> _Source extract_:

# Practical session

## Computational Semantics and Pragmatics, 02/11/2017

This is the introductory practical session of the course Computational Semantics and Pragmatics. We will get you started with the corpus that we will use throughout the course and give you a brief introduction to *Jupyter Notebooks*, which we will use for the practical assignments.

## Getting the materials

Start by downloading the folder *cosp2017_practical* from here: https://surfdrive.surf.nl/files/index.php/s/8MVVoz5sna0LhTg (you may need to expand it). 

This folder contains the corpus, some Python scripts, and other auxiliary materials that will be used in the different assignments throughout the course.

## The Switchboard corpus

In the assignmens of this course we will explore a dataset called the Switchboard corpus, consisting of telephone conversations between speakers of American English (https://catalog.ldc.upenn.edu/LDC97S62). There are several different distributions of the Switchboard corpus available (see http://groups.inf.ed.ac.uk/switchboard/structure.html for a description of the project). The distribution of the corpus that we are using is a version we have preprocessed for use in this course, which includes both linguistic annotations (the dialogue acts of the utterances and parsed and POS-annotated versions of these utterances), as well as timing information (beginning and end of turns). This corresponds to a subset of the overall corpus, containing 642 dialogues. You will find this version of the corpus in the folder *swda_time*.

The folder contains a bunch of csv files called swXXXX.csv. Each of them correponds to a conversation, with one utterance per row annotated with different types of information. The user manual here https://web.stanford.edu/~jurafsky/ws97/manual.august1.html can be used as a reference to understand the meaning of the different annotation tags.

Explore a couple of conversation files by opening them with a csv editor/viewer. **Make sure NOT to save them to avoid that your default csv editor makes changes in the encoding.** 

The folder also contains a file *swda-metadata-ext.csv* with metadata for all conversations in the corpus (and also for the conversations that are not in this specific distribution), such as the identities of the speakers and the topic of the conversation. Take a look at it, and again don't modify it nor save it.

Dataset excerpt

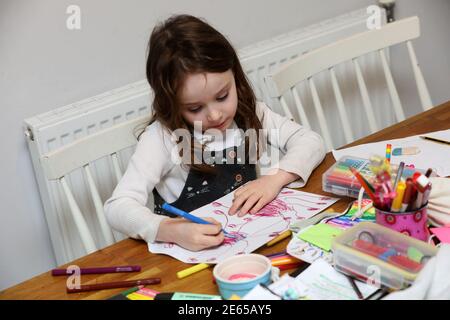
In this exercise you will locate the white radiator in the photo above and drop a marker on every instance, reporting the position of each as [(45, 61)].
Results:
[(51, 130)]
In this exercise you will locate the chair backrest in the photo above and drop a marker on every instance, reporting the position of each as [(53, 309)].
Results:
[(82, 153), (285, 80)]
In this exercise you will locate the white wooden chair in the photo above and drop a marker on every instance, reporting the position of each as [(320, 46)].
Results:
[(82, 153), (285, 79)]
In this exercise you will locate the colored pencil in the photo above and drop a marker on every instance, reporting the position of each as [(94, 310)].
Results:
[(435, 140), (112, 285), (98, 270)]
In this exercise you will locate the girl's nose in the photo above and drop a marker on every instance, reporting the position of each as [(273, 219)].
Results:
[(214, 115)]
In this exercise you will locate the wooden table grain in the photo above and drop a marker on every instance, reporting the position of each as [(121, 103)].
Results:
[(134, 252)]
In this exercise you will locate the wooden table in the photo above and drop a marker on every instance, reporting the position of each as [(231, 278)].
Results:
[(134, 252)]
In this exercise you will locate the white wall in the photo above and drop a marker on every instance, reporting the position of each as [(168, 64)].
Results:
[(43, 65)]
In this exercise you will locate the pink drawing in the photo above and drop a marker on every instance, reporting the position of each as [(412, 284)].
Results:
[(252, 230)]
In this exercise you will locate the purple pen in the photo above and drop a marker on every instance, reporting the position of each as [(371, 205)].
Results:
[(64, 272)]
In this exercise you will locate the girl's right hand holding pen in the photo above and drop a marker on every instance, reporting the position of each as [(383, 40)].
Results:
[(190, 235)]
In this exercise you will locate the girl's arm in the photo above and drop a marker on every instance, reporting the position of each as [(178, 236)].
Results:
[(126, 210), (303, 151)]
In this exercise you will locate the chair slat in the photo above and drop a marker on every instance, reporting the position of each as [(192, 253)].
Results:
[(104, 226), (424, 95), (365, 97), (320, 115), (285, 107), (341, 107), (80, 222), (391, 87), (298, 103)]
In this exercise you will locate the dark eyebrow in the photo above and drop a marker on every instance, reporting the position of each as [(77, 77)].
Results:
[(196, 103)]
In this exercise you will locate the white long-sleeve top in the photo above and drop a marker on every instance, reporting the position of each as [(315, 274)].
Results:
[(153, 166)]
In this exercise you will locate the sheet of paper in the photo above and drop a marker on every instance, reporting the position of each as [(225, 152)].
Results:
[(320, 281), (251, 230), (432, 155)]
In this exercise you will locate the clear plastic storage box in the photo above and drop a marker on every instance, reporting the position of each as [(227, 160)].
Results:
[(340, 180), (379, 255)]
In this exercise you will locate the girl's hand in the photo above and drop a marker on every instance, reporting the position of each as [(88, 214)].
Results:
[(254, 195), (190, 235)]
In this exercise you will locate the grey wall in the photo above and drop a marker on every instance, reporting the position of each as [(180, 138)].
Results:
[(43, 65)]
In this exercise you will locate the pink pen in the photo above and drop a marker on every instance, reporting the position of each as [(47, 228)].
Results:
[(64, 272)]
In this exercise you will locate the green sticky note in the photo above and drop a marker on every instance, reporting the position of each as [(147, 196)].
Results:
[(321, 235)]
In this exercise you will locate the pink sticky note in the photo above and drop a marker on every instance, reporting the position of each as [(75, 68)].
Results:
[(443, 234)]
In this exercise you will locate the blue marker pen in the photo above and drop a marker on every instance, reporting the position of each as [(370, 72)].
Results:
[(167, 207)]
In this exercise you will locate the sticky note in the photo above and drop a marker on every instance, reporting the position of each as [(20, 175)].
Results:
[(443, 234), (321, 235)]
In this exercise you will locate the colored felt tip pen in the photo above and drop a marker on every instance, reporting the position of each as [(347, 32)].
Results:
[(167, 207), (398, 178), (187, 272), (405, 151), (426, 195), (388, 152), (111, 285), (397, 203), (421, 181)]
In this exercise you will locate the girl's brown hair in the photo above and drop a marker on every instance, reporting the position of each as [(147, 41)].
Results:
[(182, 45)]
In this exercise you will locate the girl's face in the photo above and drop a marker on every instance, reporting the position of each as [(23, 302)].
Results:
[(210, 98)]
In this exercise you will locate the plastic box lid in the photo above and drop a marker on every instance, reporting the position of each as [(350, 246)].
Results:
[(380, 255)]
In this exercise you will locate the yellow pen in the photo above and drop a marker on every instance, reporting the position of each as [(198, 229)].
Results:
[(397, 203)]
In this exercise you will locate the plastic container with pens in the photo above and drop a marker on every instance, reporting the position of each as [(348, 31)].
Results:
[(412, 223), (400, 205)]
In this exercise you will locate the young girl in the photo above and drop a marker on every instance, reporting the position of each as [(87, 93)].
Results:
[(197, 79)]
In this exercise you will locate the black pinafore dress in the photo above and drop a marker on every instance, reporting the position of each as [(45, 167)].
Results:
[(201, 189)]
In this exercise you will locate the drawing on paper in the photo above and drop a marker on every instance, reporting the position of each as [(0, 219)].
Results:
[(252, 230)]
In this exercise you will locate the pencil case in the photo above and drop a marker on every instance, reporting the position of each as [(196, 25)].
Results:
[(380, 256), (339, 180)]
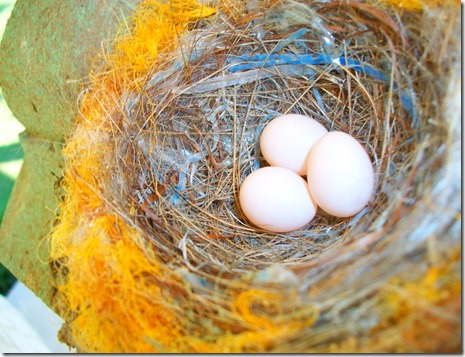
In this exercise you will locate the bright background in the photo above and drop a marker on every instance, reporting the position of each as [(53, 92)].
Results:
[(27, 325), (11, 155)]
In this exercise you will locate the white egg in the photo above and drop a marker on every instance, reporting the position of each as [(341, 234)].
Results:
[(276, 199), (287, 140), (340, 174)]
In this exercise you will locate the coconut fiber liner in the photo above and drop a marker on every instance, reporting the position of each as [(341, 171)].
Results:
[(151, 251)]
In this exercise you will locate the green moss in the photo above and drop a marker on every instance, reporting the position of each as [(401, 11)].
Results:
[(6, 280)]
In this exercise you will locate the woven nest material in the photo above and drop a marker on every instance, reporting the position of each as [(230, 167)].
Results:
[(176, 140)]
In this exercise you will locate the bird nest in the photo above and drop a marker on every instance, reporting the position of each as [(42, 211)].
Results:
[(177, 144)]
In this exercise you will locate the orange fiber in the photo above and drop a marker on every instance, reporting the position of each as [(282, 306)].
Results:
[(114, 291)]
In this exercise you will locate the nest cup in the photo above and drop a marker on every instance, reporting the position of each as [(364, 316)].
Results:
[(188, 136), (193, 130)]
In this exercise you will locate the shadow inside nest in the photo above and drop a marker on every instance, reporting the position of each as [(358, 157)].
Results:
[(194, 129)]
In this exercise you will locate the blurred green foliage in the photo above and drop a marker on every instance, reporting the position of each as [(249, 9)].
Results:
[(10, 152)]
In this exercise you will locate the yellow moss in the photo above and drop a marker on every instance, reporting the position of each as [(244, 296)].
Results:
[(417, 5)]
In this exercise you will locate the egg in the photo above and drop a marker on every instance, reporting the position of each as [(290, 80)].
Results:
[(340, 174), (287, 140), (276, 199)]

> _To be done_:
Repeat, word for word, everything in the practical session handout from "The folder contains" down to "different annotation tags.".

> _Answer for the task_:
The folder contains a bunch of csv files called swXXXX.csv. Each of them correponds to a conversation, with one utterance per row annotated with different types of information. The user manual here https://web.stanford.edu/~jurafsky/ws97/manual.august1.html can be used as a reference to understand the meaning of the different annotation tags.